--- Task list ---
(A) From the passage about Manson, write out everything from "Manson is a" down to "field more equitable.".
(B) Answer these questions using the passage about Manson:
(i) At which university did Manson keep teaching classes and leading performances during COVID-19?
(ii) What alliance is Manson a member of?
(iii) In the quotation beginning "I love the communities", which artistic community is named?

Top of Passage shown

He moved to New England in 2013 to serve as Director of Music at The Putney School in Vermont where he remained for six years. Currently, he is Associate Professor of Practice in Music and Director of Music Performance at Clark University in Worcester, Mass., where he resides with his husband, Willie, and their two dogs. “I’m just hitting my stride at Clark,” he said of the position he’s only held since fall of 2019.
In addition to being Music Director of The Keene Chorale, he’s also Music Director of the Bennington County Choral Society and Music Director of Barn Opera in Vermont.
“I love the communities I’ve been part of and in touch with,” he said. “I love the work in the artistic community of Keene. There’s always more going on. To constantly help give a voice and collaborate is something I’m excited about.”
COVID-19 didn’t stop the music for Manson. He continued to teach classes and lead performances at Clark, albeit some virtually depending on space constraints. He was extremely impressed by Clark University’s handing of the pandemic, which was able to keep its ensembles and many other music groups going through the stressful time.
Manson is a leading advocate for diversity in the classical music industry. During the pandemic, he was frequently invited to participate in panel discussions by national organizations. This place of advocacy, he says, is “how making my art and living out my form of activism meet.” He’s a member of the Black Opera Alliance and says the international music community has been brought together throughout this time to think about making the field more equitable.

Bottom of Passage shown
Top of Record extracts

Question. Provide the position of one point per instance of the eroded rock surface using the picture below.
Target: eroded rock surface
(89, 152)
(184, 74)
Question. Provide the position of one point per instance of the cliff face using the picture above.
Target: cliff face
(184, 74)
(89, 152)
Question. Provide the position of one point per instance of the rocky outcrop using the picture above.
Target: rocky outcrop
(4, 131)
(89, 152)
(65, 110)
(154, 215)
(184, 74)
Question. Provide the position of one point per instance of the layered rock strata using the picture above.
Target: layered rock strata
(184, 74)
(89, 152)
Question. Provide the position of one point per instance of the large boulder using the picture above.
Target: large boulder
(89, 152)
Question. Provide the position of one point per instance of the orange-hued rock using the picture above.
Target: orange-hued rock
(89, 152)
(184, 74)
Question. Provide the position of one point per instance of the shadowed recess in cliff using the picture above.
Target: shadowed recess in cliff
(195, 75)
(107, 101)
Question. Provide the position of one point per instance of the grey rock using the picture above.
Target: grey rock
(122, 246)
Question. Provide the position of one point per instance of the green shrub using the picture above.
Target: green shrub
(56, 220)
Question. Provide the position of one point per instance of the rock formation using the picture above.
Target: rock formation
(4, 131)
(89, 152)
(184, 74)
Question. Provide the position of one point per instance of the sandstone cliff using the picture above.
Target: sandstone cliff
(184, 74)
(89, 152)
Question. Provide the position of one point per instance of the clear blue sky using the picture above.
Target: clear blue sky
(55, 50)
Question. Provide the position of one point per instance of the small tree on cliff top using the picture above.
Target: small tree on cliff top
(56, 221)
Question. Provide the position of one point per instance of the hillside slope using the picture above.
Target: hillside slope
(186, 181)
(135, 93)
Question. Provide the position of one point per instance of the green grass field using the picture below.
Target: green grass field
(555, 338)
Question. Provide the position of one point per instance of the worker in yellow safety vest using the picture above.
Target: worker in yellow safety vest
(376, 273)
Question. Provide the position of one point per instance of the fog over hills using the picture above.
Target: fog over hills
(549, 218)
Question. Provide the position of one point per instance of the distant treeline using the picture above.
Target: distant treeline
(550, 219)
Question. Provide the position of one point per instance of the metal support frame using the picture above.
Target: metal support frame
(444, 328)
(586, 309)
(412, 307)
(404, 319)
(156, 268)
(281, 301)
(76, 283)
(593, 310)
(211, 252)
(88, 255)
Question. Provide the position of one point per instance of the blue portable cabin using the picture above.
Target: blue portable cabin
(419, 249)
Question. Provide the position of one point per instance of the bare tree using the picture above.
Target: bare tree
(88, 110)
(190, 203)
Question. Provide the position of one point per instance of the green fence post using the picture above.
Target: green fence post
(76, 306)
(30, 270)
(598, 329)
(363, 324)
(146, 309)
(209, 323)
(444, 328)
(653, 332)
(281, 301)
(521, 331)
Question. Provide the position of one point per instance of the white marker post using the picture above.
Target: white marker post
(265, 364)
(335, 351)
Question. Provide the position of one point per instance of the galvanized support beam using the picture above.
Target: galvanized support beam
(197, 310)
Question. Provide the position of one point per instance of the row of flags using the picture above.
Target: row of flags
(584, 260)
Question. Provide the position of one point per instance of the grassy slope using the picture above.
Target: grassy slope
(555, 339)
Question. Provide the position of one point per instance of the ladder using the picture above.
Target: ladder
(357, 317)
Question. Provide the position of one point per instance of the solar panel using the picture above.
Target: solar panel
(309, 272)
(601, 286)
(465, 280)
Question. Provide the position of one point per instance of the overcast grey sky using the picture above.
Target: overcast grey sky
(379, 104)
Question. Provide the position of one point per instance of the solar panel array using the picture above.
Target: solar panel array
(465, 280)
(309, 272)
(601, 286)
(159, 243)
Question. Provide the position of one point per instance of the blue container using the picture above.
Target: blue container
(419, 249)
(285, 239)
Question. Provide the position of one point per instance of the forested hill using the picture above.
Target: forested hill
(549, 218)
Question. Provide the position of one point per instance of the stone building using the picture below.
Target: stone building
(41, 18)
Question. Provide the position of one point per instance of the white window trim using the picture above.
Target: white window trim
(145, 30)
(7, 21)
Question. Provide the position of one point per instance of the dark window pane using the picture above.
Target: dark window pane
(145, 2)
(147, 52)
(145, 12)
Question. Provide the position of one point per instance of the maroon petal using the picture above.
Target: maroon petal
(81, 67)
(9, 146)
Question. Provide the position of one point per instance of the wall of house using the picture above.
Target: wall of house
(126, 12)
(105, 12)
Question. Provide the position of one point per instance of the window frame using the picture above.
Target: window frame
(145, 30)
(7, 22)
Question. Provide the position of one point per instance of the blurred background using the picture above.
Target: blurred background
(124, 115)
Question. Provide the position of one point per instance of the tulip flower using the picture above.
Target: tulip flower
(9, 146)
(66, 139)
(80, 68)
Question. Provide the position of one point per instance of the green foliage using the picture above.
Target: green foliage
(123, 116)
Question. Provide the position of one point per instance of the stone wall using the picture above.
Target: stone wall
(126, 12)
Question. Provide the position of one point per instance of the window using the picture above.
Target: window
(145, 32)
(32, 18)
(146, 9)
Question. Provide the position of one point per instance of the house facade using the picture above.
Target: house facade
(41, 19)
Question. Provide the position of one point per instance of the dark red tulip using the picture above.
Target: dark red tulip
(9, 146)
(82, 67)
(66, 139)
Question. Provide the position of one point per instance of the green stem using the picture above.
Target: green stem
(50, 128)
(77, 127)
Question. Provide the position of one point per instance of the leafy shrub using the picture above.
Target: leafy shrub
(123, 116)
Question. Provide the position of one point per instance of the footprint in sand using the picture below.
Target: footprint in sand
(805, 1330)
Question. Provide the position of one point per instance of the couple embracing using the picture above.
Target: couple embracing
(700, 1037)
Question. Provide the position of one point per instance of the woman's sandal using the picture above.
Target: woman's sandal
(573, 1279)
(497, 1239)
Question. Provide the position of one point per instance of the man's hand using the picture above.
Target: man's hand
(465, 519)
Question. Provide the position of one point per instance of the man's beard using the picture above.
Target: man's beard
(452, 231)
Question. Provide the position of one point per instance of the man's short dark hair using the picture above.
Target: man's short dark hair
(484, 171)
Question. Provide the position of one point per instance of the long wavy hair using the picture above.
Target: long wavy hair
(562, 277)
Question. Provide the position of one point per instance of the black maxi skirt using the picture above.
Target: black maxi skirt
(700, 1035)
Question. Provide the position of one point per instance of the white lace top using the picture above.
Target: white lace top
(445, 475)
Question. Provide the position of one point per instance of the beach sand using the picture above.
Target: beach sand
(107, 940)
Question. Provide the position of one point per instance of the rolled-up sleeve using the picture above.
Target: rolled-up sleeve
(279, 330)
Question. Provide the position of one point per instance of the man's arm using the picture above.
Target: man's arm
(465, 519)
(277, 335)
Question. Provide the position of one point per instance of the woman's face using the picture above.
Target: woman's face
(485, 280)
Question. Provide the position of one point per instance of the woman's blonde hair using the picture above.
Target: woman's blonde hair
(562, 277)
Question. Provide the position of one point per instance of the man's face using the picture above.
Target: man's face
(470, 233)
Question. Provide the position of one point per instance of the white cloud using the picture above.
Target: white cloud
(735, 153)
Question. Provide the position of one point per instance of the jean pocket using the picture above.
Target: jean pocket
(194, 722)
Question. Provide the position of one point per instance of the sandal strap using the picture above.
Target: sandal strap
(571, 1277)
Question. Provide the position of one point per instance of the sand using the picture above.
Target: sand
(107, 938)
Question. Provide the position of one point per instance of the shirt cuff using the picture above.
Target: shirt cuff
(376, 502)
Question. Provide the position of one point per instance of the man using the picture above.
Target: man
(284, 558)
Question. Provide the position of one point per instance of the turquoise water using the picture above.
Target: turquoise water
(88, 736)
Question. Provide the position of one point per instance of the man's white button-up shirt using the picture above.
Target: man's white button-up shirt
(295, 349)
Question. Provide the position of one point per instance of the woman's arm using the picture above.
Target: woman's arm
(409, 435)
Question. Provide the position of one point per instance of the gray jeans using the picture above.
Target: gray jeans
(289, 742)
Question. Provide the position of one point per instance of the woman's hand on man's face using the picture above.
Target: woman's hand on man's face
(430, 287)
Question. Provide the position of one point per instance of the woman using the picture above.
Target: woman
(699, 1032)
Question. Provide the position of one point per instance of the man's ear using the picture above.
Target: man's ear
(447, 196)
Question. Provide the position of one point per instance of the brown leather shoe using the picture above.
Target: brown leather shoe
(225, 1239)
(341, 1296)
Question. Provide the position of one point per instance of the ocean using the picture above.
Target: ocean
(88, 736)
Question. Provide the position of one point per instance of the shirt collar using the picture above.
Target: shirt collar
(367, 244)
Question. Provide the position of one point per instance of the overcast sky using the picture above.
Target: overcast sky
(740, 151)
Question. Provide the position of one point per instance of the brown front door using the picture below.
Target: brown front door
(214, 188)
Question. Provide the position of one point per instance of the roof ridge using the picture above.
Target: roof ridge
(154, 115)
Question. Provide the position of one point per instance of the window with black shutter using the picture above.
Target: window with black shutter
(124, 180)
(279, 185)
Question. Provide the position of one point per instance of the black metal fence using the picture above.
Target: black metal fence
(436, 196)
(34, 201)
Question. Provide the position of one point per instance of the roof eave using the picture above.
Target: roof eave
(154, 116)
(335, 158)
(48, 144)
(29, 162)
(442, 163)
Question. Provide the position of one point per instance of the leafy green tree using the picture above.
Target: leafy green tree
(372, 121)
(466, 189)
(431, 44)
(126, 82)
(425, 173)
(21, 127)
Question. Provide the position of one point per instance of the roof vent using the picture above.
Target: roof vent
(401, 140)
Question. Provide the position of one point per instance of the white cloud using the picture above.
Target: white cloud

Bottom of Record extracts

--- Solution list ---
(A)
Manson is a leading advocate for diversity in the classical music industry. During the pandemic, he was frequently invited to participate in panel discussions by national organizations. This place of advocacy, he says, is “how making my art and living out my form of activism meet.” He’s a member of the Black Opera Alliance and says the international music community has been brought together throughout this time to think about making the field more equitable.

(B)
(i) Clark University
(ii) The Black Opera Alliance
(iii) Keene